> YOUR INSTRUCTIONS:
Copy word for word the lines of the records between the line containing "Target: flat roof of building" and the line containing "(490, 1115)", inclusive.

--- begin DATA TO USE ---

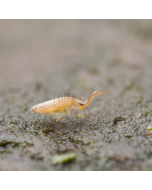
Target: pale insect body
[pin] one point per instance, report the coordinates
(62, 104)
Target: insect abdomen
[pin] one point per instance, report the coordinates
(52, 106)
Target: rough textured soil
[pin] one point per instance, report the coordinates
(43, 58)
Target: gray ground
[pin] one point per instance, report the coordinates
(43, 58)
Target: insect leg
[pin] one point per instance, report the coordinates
(64, 112)
(43, 115)
(74, 114)
(51, 117)
(84, 112)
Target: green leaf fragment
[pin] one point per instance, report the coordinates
(149, 128)
(61, 159)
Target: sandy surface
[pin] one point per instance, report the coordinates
(43, 58)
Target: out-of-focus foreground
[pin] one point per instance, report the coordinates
(43, 58)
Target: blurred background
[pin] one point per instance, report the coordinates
(79, 56)
(43, 58)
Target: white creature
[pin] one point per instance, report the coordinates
(62, 104)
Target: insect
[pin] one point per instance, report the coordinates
(62, 104)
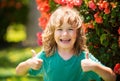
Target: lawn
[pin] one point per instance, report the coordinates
(10, 58)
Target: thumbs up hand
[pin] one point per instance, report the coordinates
(87, 64)
(34, 62)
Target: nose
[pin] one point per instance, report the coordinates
(65, 32)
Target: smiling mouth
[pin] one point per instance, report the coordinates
(65, 41)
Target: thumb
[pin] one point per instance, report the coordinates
(87, 57)
(33, 53)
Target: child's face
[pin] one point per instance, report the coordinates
(65, 36)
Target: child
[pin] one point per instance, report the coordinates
(65, 56)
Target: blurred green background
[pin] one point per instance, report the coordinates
(17, 37)
(18, 28)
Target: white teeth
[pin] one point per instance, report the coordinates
(64, 40)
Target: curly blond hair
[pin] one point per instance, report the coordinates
(57, 18)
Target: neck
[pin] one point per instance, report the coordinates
(65, 53)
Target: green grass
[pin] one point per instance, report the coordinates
(10, 58)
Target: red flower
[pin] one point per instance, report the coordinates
(117, 68)
(92, 5)
(107, 10)
(39, 36)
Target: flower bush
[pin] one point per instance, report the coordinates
(12, 11)
(101, 25)
(117, 71)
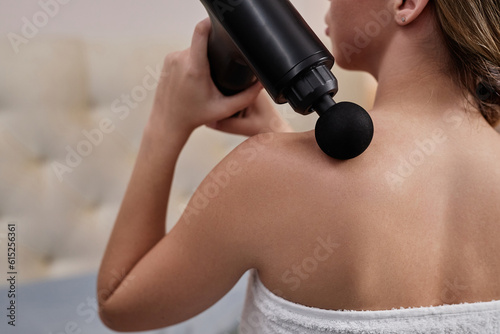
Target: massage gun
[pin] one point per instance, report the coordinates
(268, 40)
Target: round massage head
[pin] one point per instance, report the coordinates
(344, 131)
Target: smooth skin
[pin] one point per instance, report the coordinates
(414, 221)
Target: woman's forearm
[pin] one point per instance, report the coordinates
(141, 221)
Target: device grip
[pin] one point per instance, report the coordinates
(228, 68)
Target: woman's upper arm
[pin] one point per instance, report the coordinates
(200, 260)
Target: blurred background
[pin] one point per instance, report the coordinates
(77, 80)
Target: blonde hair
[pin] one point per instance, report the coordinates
(471, 30)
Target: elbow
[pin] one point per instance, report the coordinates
(125, 320)
(112, 319)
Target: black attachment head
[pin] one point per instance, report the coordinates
(344, 131)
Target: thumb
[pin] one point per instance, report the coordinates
(242, 100)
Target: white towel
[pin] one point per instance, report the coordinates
(264, 313)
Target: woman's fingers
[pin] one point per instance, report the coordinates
(199, 45)
(240, 101)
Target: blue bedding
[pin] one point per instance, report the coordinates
(69, 307)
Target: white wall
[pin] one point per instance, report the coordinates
(155, 19)
(122, 18)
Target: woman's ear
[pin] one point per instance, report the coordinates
(408, 11)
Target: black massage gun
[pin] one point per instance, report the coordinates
(268, 40)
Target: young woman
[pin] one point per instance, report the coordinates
(412, 224)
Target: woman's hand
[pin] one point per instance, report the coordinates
(186, 97)
(260, 116)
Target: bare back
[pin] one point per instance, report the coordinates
(413, 222)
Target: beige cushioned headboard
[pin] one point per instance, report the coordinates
(71, 118)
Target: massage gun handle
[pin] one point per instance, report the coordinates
(228, 68)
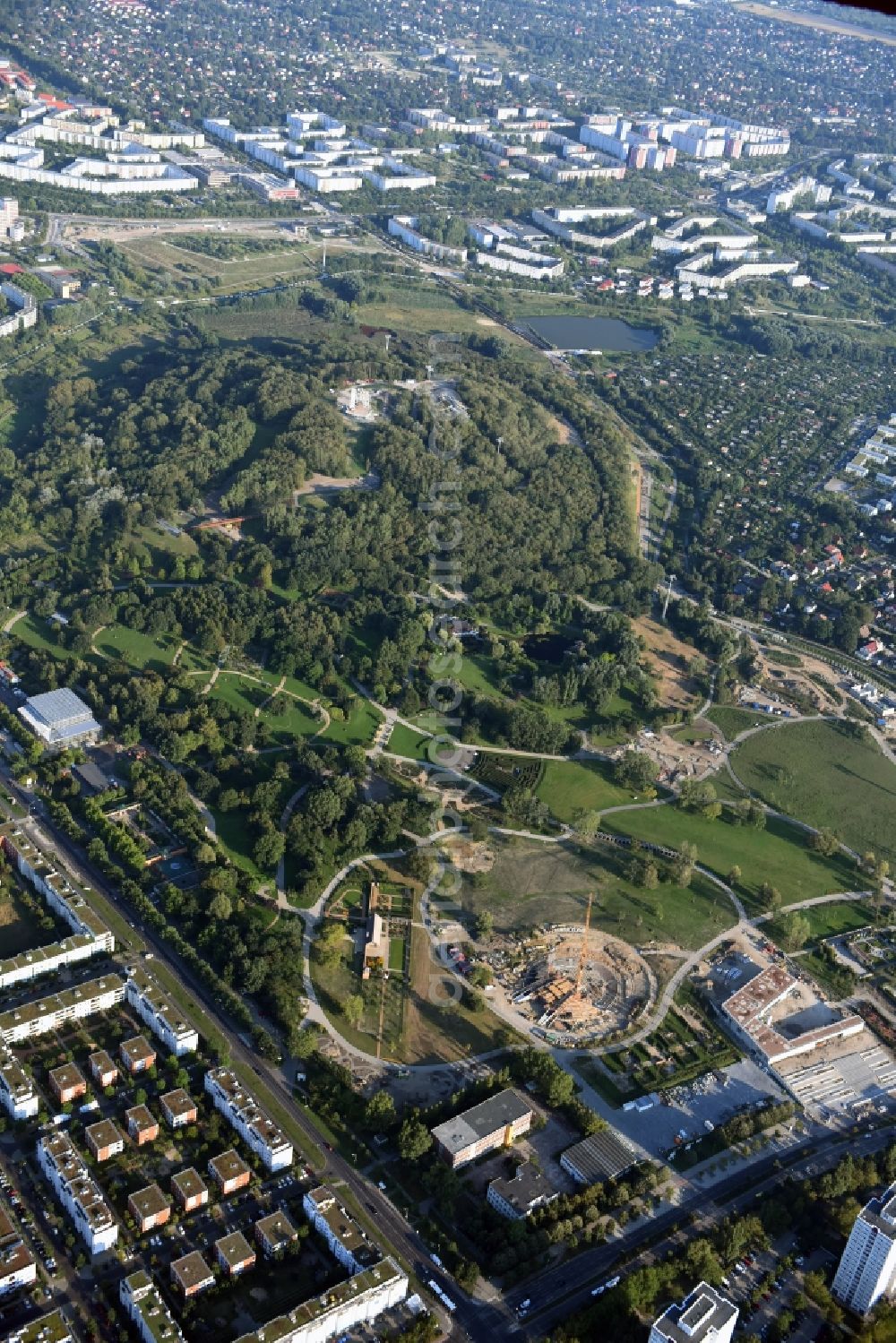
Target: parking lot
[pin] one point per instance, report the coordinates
(685, 1109)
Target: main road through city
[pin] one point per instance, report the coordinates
(556, 1291)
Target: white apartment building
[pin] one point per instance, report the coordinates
(147, 1311)
(81, 1198)
(359, 1300)
(160, 1014)
(344, 1237)
(704, 1316)
(868, 1264)
(18, 1096)
(405, 228)
(48, 1012)
(252, 1123)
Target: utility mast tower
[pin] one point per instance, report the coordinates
(583, 950)
(665, 605)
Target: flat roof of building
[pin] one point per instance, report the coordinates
(276, 1229)
(142, 1117)
(48, 1329)
(228, 1166)
(67, 1076)
(58, 708)
(61, 1003)
(600, 1157)
(13, 1252)
(234, 1249)
(188, 1182)
(104, 1133)
(148, 1202)
(102, 1063)
(177, 1103)
(490, 1115)
(137, 1047)
(702, 1313)
(191, 1270)
(320, 1305)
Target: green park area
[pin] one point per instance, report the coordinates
(828, 774)
(401, 1012)
(142, 651)
(571, 788)
(533, 884)
(777, 855)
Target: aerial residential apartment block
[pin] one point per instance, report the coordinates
(265, 1138)
(490, 1124)
(147, 1311)
(228, 1171)
(344, 1237)
(190, 1189)
(868, 1264)
(81, 1198)
(160, 1014)
(704, 1316)
(18, 1265)
(150, 1208)
(96, 995)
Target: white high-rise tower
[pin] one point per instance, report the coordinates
(868, 1264)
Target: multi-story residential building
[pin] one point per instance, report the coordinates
(179, 1108)
(265, 1138)
(866, 1268)
(54, 1327)
(18, 1267)
(490, 1124)
(339, 1310)
(96, 995)
(89, 934)
(234, 1253)
(81, 1198)
(704, 1316)
(150, 1208)
(16, 1089)
(274, 1233)
(104, 1069)
(519, 1195)
(160, 1014)
(190, 1189)
(228, 1171)
(105, 1141)
(67, 1082)
(137, 1055)
(191, 1275)
(147, 1311)
(142, 1124)
(344, 1237)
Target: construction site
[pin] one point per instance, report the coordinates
(579, 984)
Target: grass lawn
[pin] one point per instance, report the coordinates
(358, 729)
(38, 633)
(238, 841)
(777, 855)
(142, 651)
(23, 928)
(821, 774)
(536, 884)
(297, 721)
(408, 742)
(573, 786)
(829, 920)
(731, 720)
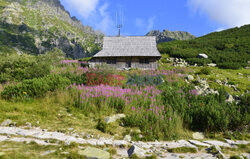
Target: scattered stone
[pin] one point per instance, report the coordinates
(198, 143)
(237, 142)
(119, 143)
(136, 150)
(217, 143)
(198, 135)
(202, 56)
(28, 124)
(114, 118)
(94, 153)
(222, 156)
(48, 152)
(6, 122)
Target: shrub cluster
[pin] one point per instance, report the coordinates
(205, 113)
(36, 87)
(229, 49)
(15, 67)
(142, 80)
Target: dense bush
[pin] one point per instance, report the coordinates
(76, 78)
(142, 80)
(205, 71)
(198, 61)
(204, 113)
(36, 87)
(228, 49)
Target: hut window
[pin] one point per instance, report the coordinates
(144, 60)
(111, 61)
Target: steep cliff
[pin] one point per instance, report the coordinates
(38, 26)
(167, 35)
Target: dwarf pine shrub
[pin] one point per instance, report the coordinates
(36, 87)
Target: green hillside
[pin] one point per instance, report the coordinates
(228, 49)
(38, 26)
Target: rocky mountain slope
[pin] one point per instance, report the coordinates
(38, 26)
(167, 35)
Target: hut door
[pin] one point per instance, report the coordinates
(129, 63)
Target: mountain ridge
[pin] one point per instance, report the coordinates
(166, 35)
(47, 25)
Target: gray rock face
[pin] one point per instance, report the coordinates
(50, 26)
(94, 153)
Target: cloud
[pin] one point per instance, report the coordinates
(220, 29)
(151, 23)
(93, 13)
(104, 20)
(145, 24)
(230, 13)
(85, 8)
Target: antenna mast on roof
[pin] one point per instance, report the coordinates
(119, 26)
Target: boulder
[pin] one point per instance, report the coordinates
(94, 153)
(127, 138)
(6, 122)
(114, 118)
(198, 135)
(202, 56)
(198, 143)
(136, 150)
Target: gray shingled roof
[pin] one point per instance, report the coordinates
(129, 46)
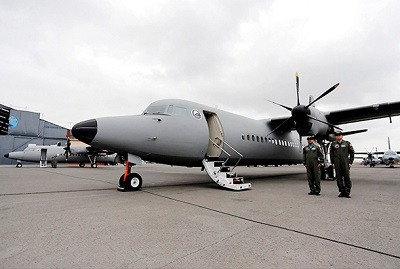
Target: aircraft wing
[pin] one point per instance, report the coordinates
(368, 153)
(95, 151)
(351, 115)
(286, 122)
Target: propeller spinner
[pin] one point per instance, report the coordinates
(301, 114)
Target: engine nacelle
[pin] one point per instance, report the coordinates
(306, 126)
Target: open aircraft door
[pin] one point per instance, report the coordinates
(216, 134)
(43, 158)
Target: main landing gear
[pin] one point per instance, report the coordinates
(129, 181)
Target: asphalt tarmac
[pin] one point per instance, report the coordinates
(73, 217)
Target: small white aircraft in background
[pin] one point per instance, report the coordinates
(390, 157)
(68, 154)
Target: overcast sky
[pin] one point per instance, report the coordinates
(76, 60)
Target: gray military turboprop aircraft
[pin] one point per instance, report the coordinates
(184, 133)
(390, 157)
(70, 154)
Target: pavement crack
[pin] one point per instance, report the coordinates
(278, 226)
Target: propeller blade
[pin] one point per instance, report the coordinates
(279, 126)
(297, 88)
(67, 148)
(355, 132)
(286, 107)
(327, 123)
(324, 94)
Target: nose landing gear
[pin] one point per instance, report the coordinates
(129, 181)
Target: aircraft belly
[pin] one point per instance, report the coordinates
(153, 137)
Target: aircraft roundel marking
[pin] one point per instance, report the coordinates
(196, 114)
(12, 122)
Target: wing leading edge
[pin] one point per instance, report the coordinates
(373, 112)
(351, 115)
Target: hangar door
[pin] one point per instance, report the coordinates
(216, 134)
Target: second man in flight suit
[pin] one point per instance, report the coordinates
(342, 157)
(312, 159)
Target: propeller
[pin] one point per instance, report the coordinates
(68, 145)
(302, 113)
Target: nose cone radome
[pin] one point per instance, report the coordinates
(85, 131)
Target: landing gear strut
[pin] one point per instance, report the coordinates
(129, 181)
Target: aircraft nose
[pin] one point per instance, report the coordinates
(85, 131)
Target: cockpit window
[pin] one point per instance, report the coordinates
(156, 110)
(166, 110)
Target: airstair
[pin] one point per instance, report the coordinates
(223, 175)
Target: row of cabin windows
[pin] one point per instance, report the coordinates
(270, 140)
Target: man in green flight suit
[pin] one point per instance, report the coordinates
(312, 159)
(342, 157)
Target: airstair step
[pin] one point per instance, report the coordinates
(225, 169)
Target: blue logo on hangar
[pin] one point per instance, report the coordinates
(12, 122)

--- end DATA TO USE ---

> OUTPUT FOR THIS TASK:
Target: flat roof of building
[pin] one point per instance, report the coordinates
(276, 1229)
(142, 1117)
(48, 1329)
(228, 1166)
(67, 1076)
(58, 708)
(61, 1003)
(600, 1157)
(13, 1252)
(234, 1249)
(188, 1182)
(104, 1133)
(148, 1202)
(102, 1063)
(177, 1103)
(490, 1115)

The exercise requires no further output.